Challenge ->
Return the stretch of the forum thread about Reece McGregor's Skyline from "Great time!!!!!" through "(May 20, 2004)", copied word for word.

Document text ->
|---|

# Reece McGregor in the Heat Treatments Skyline



## mandhdrijfhout (Mar 13, 2006)

Reece McGregor went quicker in the Heat Treatments Skyline running 7.81 @ 177mph.  He is running a new Turbonetics turbo setup !!!!


----------



## Asim R32GTR (Sep 24, 2003)

pic?? video?


----------



## mandhdrijfhout (Mar 13, 2006)

Will Post them as soon as possible only happend couple of hours ago litterally!!
Here's a pic for you


----------



## RepLiKa (Dec 31, 2004)

ewww


----------



## WKD RWD (Aug 29, 2005)

hey, it's ugly, but it IS Godzilla, and running 7.81....


----------



## Yunis A (Jul 25, 2004)

looks as bad as nemesis's R33


----------



## COSSYCam (Nov 16, 2004)

Yunis A said:


> looks as bad as nemesis's R33


NOTHING looks as bad as the Nemesis 33.
Congrats to Reece on an incredible run


----------



## mandhdrijfhout (Mar 13, 2006)

The Front guard was designed by ex F1 Benetton Aerodynamic Head and designed to push air around the car not under it ...

We also had a Supra ex Venom Racing now C&V Peformancerun a 8.10 @ 170mph
Its fully tubbed and run a Twin Turbo 2JZ


----------



## Crail Loser (Jan 11, 2003)

Fantastic time, well done Reece


----------



## rico2k_uk (Feb 27, 2005)

drooooooool!!! look at those machines! i am suprised about that r32 tho. thought a bumper like that would increase drag! obviously i was wrong tho with that time!


----------



## IanH (Nov 23, 2002)

Cracking Run there Reese - Is it charge cooled?


----------



## NoNothin (Aug 6, 2003)

Great time!!!!!

Hope people don't come on here making excuses about how the Kiwis have better prepped tracks, or better tyres etc. It's just lots of hard work and attention to detail. I like the front bumper, it's something most people don't bother with but will make a difference above about 100mph.

I would guess you are correct, the car would need to be chargecooled. There is certainly no evidence of an air/air intercooler.


----------



## SafT (May 20, 2004)

on the old turbo setup it ran a air to air cooler behind its new bumper

new combo, im really not sure.

last i heard it was running methanol as well


----------



## R33_GTS-t (Apr 27, 2005)

|---|

Photo-based point labeling data:

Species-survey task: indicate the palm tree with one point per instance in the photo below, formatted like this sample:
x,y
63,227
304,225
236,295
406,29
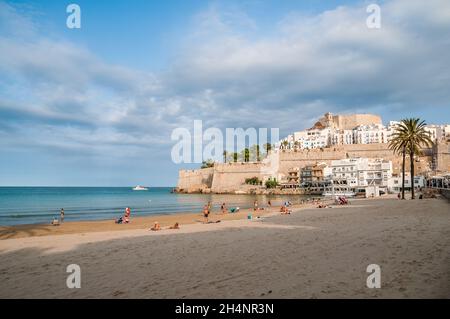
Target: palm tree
x,y
410,135
267,147
398,144
246,153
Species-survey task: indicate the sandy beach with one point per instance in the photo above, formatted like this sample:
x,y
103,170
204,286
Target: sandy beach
x,y
312,253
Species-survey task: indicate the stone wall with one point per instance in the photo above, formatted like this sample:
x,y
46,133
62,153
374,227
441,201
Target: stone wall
x,y
290,158
349,122
442,157
192,181
230,177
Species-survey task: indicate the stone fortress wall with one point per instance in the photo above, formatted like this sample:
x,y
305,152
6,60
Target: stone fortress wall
x,y
230,177
347,122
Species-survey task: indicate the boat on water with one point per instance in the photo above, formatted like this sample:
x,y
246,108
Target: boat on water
x,y
140,188
339,193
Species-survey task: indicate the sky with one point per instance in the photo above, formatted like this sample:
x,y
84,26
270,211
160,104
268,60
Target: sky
x,y
96,106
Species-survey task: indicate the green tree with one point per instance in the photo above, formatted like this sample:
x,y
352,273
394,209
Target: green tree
x,y
246,155
208,163
409,137
271,183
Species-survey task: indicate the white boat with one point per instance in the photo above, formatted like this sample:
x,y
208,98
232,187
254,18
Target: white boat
x,y
140,188
339,193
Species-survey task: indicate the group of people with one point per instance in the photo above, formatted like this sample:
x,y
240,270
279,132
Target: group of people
x,y
341,200
157,226
56,221
125,219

|---|

Exercise response ->
Great time!!!!!

Hope people don't come on here making excuses about how the Kiwis have better prepped tracks, or better tyres etc. It's just lots of hard work and attention to detail. I like the front bumper, it's something most people don't bother with but will make a difference above about 100mph.

I would guess you are correct, the car would need to be chargecooled. There is certainly no evidence of an air/air intercooler.


----------



## SafT (May 20, 2004)